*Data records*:
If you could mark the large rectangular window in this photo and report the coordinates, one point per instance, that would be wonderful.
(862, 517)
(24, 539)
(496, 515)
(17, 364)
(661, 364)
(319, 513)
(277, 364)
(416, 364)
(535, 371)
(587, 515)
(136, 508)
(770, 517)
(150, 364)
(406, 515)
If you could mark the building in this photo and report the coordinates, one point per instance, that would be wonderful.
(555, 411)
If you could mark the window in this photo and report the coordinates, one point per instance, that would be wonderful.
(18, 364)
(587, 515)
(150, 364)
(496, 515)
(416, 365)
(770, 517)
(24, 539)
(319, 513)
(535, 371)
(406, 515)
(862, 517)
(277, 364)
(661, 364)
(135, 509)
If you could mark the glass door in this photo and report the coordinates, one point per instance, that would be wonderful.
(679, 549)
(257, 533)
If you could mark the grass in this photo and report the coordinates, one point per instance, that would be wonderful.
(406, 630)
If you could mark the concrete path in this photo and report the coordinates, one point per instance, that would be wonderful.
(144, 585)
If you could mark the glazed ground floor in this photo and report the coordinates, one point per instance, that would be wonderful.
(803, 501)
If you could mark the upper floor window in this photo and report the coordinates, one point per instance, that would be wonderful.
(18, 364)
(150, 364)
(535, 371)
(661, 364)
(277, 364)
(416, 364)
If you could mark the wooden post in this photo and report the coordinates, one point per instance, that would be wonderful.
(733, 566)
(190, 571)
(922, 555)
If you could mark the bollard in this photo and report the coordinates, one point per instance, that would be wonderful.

*Task details*:
Give back all the records above exactly. Keep every word.

*Answer box*:
If you could mark the large rectangular window in this photo and report the coordinates, one point per instance, that would be wonderful.
(862, 517)
(24, 539)
(496, 515)
(17, 364)
(661, 364)
(319, 513)
(277, 364)
(416, 364)
(535, 371)
(587, 515)
(136, 508)
(770, 517)
(150, 364)
(406, 515)
If you could mark the building in this photo and report the coordinates, one point per instance, that would be wonderful.
(555, 411)
If you could mark the window in this photo and report the coordinates, one point per instance, that would be wonderful.
(18, 364)
(587, 515)
(150, 364)
(496, 515)
(416, 365)
(770, 517)
(24, 539)
(319, 513)
(535, 371)
(406, 515)
(862, 517)
(277, 364)
(661, 364)
(135, 509)
If you could mark the glass door in this photo and report the coordinates, one point per instance, that would be wonderful.
(679, 549)
(257, 533)
If you could mark the grass in this photo and report the coordinates, one point per instance, that would be wonderful.
(406, 630)
If you could mark the concrete path in this photo and report the coordinates, one point per instance, that would be wonderful.
(144, 585)
If you could mark the glazed ground floor in this photo and report the coordinates, one point per instance, that would be wonderful.
(803, 501)
If you could mark the upper floor window in this photo and report the coordinates, one point per instance, that would be wonderful.
(18, 364)
(150, 364)
(535, 371)
(661, 364)
(277, 364)
(416, 364)
If you could mark the wooden post in this photo and report the coordinates, one point per instance, that would be wonderful.
(733, 566)
(190, 571)
(922, 555)
If you could mark the bollard in this photo and report the coordinates, one point per instance, that would be wonderful.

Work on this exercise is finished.